Start of AVAILABLE RECORDS

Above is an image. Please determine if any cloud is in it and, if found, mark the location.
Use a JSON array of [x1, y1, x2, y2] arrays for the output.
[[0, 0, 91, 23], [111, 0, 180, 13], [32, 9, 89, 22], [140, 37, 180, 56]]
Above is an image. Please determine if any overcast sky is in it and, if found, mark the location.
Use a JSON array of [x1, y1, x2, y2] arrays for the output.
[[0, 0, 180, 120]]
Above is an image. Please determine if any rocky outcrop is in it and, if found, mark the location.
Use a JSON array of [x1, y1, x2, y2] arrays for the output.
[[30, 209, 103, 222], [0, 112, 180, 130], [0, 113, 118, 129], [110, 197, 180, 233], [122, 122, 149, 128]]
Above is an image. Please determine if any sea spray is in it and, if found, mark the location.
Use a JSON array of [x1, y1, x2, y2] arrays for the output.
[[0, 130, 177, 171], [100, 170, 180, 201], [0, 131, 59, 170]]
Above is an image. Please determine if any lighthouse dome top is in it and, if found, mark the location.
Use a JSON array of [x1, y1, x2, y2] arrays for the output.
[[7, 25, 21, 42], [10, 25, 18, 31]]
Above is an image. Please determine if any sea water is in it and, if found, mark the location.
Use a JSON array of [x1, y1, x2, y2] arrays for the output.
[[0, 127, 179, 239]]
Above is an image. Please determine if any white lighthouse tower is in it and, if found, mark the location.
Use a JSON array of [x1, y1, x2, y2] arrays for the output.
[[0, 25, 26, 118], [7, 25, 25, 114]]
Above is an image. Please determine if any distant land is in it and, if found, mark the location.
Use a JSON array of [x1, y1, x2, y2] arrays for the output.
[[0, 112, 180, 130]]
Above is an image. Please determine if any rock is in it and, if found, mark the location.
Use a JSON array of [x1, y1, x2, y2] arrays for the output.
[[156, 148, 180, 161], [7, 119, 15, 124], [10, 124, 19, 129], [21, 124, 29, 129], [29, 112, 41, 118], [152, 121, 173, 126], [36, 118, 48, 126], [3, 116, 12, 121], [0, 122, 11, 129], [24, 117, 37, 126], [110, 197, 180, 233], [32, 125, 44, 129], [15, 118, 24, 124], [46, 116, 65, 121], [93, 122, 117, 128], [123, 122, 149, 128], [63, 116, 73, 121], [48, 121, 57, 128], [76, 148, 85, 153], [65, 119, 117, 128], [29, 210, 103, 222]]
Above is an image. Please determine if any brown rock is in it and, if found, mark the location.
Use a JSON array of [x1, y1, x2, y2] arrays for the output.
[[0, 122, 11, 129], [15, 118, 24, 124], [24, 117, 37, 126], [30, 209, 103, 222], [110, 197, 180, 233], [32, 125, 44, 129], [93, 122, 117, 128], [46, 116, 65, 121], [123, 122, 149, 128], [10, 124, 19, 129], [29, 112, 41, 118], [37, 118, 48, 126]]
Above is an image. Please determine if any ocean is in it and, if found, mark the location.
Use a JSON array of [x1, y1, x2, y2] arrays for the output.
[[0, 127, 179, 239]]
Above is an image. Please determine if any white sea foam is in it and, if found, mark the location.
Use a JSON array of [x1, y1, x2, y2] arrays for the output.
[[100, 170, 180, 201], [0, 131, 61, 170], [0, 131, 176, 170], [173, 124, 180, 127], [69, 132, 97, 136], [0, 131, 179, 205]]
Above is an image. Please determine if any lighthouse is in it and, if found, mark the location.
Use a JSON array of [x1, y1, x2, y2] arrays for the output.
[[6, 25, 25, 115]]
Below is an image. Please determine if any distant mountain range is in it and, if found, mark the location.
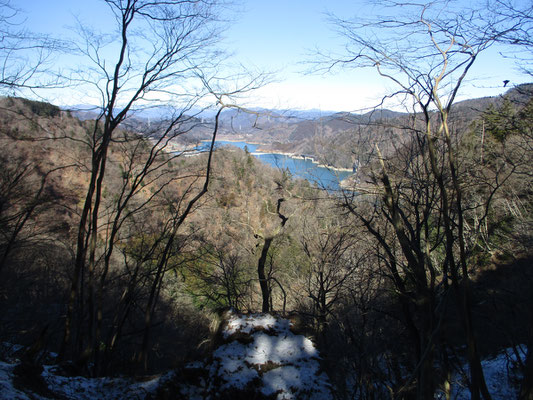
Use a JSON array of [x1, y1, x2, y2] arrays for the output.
[[63, 84, 533, 169]]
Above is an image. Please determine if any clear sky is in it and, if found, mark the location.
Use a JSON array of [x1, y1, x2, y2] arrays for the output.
[[16, 0, 531, 112]]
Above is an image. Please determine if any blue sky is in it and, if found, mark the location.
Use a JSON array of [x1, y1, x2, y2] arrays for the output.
[[17, 0, 530, 111]]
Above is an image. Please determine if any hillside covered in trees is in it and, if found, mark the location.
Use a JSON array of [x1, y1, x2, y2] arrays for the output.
[[1, 0, 533, 399], [0, 83, 532, 398]]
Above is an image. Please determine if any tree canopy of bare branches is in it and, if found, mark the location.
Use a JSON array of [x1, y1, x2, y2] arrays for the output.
[[320, 1, 530, 398], [0, 0, 64, 93], [55, 0, 267, 375]]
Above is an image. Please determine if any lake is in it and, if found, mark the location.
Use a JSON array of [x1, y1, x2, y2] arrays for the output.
[[208, 141, 352, 191]]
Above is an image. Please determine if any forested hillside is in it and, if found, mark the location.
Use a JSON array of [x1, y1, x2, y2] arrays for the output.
[[200, 87, 528, 171], [1, 0, 533, 399], [0, 96, 317, 371], [1, 83, 532, 398]]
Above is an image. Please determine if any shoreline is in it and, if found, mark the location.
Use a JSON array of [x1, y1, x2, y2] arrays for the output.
[[204, 138, 354, 173]]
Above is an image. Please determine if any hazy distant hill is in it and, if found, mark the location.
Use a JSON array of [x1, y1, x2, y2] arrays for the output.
[[62, 84, 533, 169], [214, 84, 532, 169]]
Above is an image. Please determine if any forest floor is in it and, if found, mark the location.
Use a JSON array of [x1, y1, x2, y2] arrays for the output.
[[0, 313, 526, 399]]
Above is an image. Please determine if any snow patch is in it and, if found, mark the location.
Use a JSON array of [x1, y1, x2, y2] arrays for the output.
[[261, 365, 331, 400], [0, 359, 166, 400], [210, 311, 333, 399], [436, 346, 526, 400], [223, 313, 291, 338]]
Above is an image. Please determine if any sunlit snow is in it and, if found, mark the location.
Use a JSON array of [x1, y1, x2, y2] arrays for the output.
[[209, 311, 333, 399], [0, 324, 526, 399]]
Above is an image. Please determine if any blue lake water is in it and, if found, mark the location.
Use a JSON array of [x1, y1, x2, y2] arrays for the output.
[[205, 141, 352, 191]]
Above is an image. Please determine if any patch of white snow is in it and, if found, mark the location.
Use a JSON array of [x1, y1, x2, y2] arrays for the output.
[[439, 346, 526, 400], [210, 311, 333, 399], [223, 313, 291, 338]]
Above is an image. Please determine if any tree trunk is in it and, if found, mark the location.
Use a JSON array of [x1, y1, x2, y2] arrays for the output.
[[258, 237, 272, 313]]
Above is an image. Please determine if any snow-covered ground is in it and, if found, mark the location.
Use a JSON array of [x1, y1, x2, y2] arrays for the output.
[[0, 313, 333, 400], [0, 360, 166, 399], [0, 322, 526, 399], [447, 346, 526, 400], [208, 311, 333, 399]]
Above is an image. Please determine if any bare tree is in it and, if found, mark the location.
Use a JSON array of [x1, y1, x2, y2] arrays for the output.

End of AVAILABLE RECORDS

All lines in the records above that contain "patch" are to be reported.

Above is an image. Please determine if any snow patch is in it and, if found, mark the location.
Above is an image. Please determine if any patch of white snow is in it and, if found, mark the location.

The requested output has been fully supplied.